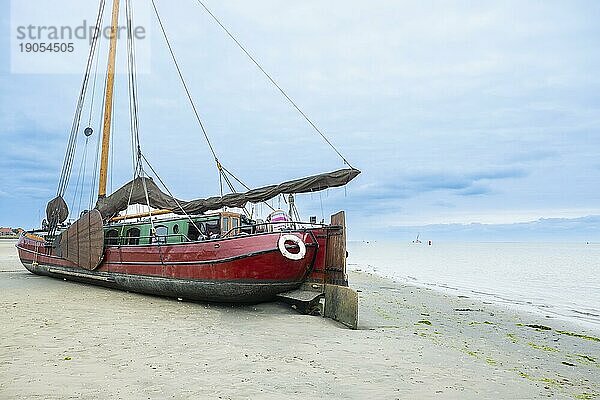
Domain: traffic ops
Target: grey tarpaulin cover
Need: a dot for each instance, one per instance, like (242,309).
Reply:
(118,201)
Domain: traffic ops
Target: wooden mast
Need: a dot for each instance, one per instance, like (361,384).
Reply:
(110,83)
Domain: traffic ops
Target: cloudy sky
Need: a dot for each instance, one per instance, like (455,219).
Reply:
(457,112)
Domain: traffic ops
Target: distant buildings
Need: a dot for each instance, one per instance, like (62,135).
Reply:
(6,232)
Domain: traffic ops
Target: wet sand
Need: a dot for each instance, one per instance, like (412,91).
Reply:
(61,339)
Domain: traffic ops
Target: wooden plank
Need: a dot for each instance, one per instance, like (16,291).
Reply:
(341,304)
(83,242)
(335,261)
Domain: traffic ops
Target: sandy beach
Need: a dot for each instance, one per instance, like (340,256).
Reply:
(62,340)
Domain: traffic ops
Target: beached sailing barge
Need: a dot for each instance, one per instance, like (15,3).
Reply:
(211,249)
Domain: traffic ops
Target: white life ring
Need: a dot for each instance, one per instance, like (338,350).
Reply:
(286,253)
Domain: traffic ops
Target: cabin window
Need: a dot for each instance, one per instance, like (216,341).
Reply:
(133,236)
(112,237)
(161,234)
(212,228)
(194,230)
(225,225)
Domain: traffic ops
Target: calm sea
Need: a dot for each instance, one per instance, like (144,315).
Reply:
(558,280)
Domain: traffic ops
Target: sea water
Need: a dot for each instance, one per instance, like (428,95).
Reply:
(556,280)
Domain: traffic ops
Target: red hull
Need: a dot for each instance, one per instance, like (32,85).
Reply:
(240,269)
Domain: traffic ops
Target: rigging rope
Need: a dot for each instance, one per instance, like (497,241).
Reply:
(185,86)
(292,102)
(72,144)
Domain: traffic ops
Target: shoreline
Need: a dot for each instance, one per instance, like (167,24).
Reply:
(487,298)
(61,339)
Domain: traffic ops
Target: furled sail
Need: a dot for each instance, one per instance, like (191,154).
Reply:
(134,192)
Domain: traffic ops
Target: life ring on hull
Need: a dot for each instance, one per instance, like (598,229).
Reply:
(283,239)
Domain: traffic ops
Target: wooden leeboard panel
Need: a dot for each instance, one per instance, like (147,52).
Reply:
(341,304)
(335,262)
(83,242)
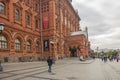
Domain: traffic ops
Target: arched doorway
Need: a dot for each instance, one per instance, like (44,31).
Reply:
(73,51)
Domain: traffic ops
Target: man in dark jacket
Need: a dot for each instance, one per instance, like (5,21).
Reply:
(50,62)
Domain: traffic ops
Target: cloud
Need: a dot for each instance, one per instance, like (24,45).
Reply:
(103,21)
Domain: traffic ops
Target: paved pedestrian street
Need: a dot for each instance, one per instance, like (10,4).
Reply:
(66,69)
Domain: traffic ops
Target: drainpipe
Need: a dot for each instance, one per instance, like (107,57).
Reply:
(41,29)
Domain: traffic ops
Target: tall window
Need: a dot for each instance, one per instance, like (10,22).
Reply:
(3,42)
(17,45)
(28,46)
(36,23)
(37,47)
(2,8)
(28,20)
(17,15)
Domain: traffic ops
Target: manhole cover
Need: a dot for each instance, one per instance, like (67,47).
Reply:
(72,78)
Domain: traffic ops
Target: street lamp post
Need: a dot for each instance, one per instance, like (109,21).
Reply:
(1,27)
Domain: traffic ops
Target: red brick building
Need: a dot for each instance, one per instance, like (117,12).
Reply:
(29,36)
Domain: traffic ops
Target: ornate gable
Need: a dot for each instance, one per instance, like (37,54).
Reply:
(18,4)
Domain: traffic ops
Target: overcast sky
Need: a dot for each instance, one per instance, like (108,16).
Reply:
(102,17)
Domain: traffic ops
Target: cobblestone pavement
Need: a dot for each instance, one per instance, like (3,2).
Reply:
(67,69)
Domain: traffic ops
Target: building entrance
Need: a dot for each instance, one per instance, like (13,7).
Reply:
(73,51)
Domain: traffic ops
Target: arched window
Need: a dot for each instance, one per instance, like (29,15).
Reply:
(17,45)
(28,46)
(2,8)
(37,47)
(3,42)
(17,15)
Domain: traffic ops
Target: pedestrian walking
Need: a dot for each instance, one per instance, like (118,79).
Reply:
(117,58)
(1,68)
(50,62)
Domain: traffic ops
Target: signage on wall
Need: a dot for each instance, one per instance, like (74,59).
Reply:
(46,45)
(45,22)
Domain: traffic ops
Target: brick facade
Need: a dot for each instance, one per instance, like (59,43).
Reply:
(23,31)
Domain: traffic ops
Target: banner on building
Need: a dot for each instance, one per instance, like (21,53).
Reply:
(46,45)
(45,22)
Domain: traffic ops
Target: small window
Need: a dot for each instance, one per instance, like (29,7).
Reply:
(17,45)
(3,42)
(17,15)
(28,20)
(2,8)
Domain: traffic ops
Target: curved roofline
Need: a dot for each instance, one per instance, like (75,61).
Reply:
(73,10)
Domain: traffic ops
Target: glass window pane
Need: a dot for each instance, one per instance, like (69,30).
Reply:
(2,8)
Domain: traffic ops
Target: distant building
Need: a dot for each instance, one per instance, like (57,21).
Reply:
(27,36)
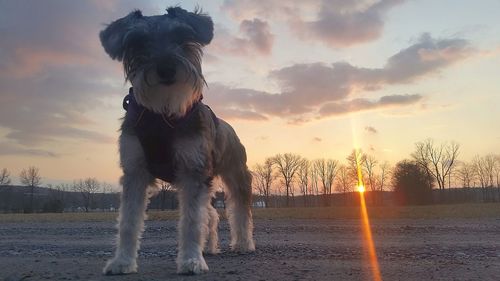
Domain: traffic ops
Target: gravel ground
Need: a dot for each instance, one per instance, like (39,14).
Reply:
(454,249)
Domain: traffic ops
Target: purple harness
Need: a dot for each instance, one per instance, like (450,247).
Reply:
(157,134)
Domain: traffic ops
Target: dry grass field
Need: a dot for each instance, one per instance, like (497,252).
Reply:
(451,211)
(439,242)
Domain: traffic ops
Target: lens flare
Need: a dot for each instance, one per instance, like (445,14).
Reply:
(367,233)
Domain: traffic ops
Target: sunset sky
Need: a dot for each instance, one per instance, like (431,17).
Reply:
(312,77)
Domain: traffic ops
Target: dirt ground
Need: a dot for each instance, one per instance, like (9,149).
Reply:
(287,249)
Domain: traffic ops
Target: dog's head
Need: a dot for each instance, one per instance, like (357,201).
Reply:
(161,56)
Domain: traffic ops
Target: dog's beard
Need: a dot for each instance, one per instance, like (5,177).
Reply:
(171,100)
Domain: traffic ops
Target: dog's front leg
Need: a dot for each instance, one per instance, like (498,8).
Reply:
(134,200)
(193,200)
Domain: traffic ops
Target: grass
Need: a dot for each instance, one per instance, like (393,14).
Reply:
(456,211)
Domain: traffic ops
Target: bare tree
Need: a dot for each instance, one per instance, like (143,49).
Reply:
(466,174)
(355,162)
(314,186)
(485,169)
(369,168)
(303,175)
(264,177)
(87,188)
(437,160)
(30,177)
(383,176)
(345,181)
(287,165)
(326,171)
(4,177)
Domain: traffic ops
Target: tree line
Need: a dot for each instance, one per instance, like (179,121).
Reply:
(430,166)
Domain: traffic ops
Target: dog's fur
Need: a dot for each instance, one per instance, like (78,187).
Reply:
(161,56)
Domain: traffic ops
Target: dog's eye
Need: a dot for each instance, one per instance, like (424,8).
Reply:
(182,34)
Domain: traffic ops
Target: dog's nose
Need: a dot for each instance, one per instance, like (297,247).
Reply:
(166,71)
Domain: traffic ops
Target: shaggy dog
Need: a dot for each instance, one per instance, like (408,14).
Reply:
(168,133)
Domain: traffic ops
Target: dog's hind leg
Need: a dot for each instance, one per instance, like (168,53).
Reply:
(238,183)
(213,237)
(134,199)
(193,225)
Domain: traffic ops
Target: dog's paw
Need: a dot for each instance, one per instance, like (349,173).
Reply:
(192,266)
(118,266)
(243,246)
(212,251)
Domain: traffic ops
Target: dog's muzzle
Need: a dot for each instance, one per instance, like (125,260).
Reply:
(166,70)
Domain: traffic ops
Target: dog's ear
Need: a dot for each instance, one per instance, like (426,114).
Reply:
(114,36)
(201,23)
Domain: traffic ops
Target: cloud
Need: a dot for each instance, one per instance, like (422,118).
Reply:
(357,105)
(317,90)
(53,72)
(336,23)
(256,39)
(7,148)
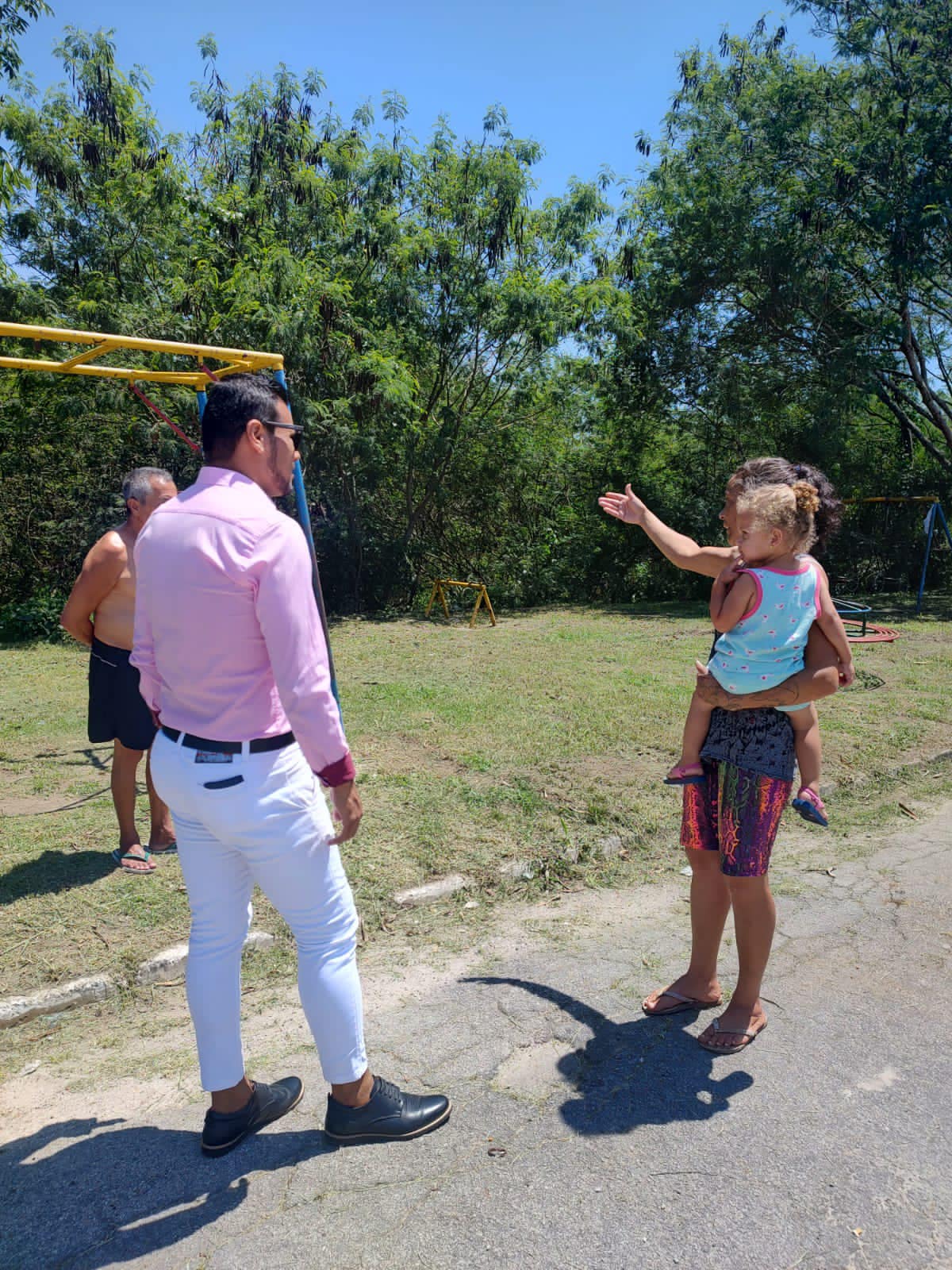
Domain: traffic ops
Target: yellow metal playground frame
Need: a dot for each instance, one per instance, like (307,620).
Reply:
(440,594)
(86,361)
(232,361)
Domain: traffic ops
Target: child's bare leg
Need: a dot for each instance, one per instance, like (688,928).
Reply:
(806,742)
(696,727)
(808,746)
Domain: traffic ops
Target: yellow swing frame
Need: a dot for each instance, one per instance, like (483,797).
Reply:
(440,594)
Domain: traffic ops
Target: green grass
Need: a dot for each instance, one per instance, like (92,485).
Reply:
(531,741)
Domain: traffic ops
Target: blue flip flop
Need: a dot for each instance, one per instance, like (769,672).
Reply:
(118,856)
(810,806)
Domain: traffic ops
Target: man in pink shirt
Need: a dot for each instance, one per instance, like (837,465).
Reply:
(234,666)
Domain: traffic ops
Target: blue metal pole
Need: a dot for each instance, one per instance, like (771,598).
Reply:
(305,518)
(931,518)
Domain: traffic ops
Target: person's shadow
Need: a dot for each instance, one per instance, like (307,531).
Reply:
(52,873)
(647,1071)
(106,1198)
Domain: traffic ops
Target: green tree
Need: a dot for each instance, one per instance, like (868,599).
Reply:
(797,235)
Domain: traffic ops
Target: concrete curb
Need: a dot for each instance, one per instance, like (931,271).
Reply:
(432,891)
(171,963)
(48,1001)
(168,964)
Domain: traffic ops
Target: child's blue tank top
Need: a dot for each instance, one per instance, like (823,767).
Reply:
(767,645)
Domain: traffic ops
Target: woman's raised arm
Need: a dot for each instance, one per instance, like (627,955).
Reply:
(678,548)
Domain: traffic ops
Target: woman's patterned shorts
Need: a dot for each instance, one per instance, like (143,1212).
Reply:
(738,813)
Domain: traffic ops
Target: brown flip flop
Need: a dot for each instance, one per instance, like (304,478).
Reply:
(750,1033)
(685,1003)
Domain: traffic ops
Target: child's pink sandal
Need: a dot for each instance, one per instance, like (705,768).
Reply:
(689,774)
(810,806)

.....

◆ What needs to be done
List every line of the material that contains the string "distant".

◆ Exercise result
Target: distant buildings
Target: distant building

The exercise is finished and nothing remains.